── Text extract ──

Chords are line segments that join two points on the circumference of a circle. The perpendicular bisector of a chord passes through the centre of a circle.

Example 2

The points $$A(4,-2)$$ and $$B(13,-5)$$ lie on a circle with centre $$C$$.$$M$$ is the midpoint of the line segment $$AB$$. The line $$l$$ passes through both points $$M$$ and $$C$$.

a) Find the line equation for $$l$$.

First find the gradient of the line segment $$AB$$ using $$m= \dfrac{y_1-y_2}{x_1 -x_2}$$.

$$m= \dfrac{-5--2}{13 -4}= -\dfrac{3}{9} =-\dfrac{1}{3}$$

The gradient of the line $$l$$ must be $$3$$, as the product of perpendicular gradients is $$-1.$$

Find the coordinates of the point $$M$$ by finding the midpoint of $$AB$$ using the equation $${\bigg(\dfrac {(x_{1} + x_{2})}{2} , \dfrac {(y_{1} + y_{2})}{2}\bigg)}$$.

───

Problems to work on:
**A)** In the text on circle chords, what does the perpendicular bisector of a chord pass through?
**B)** Extend the text on circle chords, picking up right after its last sentence.

── Information supplied ──

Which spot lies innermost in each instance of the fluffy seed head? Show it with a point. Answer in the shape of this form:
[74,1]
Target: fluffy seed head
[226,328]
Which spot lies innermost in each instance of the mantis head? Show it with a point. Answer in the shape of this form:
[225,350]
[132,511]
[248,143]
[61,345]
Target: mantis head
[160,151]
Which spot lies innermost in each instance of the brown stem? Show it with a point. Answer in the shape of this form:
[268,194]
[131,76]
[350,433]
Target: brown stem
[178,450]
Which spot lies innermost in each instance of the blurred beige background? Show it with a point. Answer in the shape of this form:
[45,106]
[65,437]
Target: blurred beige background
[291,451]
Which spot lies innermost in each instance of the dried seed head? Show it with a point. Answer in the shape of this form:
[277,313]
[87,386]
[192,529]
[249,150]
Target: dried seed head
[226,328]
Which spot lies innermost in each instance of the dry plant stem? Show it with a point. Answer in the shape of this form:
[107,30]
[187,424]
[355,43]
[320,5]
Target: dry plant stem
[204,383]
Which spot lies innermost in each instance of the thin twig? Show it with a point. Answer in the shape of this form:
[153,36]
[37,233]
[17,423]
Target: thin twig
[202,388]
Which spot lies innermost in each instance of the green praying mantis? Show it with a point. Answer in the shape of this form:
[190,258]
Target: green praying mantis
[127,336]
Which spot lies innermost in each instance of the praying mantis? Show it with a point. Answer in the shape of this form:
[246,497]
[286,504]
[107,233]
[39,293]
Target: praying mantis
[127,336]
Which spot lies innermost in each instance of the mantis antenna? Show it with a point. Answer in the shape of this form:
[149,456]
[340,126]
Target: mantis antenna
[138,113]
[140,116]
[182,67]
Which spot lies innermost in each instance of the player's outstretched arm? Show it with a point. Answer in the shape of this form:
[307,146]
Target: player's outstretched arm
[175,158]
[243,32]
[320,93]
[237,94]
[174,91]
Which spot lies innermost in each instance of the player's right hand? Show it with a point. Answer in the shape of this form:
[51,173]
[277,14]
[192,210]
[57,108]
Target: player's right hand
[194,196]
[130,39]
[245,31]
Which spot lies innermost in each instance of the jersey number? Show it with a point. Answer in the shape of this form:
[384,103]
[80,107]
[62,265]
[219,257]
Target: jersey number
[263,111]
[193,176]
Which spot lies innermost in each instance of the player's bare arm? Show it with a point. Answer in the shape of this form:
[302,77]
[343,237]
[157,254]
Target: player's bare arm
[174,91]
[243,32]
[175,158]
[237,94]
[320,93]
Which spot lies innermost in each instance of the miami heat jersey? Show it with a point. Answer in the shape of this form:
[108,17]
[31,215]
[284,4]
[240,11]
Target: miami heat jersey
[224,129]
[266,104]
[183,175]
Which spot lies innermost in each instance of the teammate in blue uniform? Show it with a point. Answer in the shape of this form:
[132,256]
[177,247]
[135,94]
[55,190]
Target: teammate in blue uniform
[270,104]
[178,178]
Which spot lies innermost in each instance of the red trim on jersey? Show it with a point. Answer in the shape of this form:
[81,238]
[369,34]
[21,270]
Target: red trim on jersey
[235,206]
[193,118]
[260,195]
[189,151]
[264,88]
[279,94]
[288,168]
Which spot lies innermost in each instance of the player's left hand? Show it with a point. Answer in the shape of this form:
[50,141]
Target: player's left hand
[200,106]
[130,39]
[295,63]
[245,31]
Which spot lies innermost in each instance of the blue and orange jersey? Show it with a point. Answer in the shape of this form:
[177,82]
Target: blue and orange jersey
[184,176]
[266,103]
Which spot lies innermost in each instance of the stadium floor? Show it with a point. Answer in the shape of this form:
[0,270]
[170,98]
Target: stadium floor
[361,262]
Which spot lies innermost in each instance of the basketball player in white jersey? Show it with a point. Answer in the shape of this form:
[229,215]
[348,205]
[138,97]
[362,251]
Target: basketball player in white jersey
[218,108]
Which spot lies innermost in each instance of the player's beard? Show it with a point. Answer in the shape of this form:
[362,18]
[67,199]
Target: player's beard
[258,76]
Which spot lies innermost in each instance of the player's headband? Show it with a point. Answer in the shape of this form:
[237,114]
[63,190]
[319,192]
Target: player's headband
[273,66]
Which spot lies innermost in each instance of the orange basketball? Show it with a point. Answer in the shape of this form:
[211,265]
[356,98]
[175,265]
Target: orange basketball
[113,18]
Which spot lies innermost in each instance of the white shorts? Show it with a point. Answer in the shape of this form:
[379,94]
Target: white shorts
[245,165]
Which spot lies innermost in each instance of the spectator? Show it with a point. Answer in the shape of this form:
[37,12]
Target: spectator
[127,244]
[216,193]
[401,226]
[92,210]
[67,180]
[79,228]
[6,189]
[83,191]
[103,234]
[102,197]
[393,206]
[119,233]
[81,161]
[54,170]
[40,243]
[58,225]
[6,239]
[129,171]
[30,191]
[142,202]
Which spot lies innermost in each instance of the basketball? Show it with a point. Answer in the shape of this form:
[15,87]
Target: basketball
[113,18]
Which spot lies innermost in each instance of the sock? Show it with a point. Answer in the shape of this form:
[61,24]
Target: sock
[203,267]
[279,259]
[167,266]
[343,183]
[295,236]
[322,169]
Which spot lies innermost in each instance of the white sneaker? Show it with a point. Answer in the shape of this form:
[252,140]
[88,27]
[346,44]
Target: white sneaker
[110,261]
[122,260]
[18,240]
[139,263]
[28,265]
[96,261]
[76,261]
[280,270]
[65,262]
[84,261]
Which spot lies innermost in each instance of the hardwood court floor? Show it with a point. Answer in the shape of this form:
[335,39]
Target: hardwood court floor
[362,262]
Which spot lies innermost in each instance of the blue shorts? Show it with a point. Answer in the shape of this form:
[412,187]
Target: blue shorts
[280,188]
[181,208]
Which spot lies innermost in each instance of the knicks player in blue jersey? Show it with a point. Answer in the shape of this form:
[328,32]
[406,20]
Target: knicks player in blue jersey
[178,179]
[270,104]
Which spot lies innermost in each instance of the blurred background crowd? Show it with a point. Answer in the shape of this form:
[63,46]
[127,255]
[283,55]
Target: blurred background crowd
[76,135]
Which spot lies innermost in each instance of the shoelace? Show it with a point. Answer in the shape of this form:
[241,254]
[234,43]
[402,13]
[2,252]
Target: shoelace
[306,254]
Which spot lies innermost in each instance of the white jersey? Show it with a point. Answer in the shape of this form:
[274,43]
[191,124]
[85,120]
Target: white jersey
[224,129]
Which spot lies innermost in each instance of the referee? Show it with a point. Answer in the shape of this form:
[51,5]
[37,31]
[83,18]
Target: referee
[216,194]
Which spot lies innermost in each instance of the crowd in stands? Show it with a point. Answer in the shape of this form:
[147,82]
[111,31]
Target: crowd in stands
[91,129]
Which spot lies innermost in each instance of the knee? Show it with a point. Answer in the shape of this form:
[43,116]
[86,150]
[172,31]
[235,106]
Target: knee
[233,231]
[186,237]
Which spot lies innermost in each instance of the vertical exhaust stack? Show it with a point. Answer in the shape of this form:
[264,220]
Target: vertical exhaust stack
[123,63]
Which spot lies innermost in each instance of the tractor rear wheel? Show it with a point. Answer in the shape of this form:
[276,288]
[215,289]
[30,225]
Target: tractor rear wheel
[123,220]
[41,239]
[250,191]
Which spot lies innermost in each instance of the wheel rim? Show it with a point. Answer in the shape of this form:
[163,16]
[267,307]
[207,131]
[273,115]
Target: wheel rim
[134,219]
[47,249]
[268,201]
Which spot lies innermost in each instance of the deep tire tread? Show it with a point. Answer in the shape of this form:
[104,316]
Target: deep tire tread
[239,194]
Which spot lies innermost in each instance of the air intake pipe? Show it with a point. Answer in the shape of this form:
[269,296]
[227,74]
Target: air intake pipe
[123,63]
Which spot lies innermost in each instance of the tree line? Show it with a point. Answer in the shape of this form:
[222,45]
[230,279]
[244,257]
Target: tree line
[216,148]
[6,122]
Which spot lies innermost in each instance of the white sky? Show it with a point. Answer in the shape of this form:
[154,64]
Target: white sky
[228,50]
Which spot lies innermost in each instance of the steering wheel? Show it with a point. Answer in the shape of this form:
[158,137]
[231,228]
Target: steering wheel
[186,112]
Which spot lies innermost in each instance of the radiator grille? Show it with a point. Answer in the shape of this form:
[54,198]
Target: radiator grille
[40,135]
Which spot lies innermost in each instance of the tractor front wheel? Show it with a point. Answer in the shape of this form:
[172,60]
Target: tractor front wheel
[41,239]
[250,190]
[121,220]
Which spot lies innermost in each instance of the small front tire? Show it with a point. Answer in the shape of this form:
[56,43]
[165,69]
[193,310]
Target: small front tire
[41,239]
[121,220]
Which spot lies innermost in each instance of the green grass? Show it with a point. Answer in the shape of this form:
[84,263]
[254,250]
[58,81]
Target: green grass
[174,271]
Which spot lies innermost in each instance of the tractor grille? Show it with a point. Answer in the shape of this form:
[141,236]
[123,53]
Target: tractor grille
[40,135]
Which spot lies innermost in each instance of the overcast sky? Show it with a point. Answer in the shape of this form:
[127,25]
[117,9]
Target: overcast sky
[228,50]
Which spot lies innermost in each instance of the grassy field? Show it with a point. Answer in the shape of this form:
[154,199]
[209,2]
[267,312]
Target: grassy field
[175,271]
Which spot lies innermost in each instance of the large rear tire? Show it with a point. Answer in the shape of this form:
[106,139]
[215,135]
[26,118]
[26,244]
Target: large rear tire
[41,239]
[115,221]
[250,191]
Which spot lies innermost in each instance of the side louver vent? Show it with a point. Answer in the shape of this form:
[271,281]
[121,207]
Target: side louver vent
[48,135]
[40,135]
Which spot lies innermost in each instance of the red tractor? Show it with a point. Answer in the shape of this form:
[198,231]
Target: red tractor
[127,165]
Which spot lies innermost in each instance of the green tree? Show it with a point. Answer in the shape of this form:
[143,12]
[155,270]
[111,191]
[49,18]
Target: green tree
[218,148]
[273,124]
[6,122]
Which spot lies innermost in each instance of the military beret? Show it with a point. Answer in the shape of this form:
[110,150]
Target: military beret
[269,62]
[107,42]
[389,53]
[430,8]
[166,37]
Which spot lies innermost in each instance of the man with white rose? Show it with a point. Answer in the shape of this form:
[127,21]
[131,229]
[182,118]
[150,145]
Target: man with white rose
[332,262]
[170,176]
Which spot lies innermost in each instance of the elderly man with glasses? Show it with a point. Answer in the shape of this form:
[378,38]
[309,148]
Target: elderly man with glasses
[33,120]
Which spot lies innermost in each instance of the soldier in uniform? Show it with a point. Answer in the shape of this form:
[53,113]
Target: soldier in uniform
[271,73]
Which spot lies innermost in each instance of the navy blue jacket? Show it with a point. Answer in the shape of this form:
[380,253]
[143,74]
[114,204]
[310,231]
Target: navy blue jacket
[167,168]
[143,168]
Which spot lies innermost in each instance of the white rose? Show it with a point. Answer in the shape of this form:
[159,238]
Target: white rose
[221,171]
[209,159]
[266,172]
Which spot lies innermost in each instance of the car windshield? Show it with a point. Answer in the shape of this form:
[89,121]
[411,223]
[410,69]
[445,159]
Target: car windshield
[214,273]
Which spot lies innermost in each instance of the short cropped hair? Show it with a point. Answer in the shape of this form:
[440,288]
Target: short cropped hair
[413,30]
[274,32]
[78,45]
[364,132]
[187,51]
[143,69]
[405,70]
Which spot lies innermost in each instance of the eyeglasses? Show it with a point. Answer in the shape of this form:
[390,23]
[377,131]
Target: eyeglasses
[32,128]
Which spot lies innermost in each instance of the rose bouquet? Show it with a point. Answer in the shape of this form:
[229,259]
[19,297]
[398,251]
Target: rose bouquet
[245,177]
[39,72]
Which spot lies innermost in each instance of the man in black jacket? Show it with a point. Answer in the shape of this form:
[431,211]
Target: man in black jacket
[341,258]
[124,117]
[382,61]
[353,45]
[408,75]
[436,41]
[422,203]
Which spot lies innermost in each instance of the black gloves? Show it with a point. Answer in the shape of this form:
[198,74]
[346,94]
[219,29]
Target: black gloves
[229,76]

───

Results for the exercise:
**A)** The center of the circle.

**B)**
$${\bigg(\dfrac {(4 + 13)}{2} , \dfrac {(-2 + -5)}{2}\bigg)} = {\bigg(\dfrac {17}{2} , \dfrac {-7}{2}\bigg)}=(8.5, -3.5)$$​

Find the equation of line $$l$$​ by substituting the gradient of $$3$$ and the coordinates of point $$M$$​ into $$y-y_1=m(x-x_1)$$​.

$$y--3.5=3(x-8.5)\\y+3.5=3x-\dfrac{51}{2}$$

Therefore, the equation of line $$l$$ is $$\underline{y=3x-29}$$.

b) Given that the $$x$$-coordinate of $$C$$ is $$8$$, find the $$y$$-coordinate of $$C$$.

Line $$l$$ passes through $$C$$, so substitute $$x=8$$ into $${y=3x-29}$$ to find the $$y$$-coordinate of $$C$$.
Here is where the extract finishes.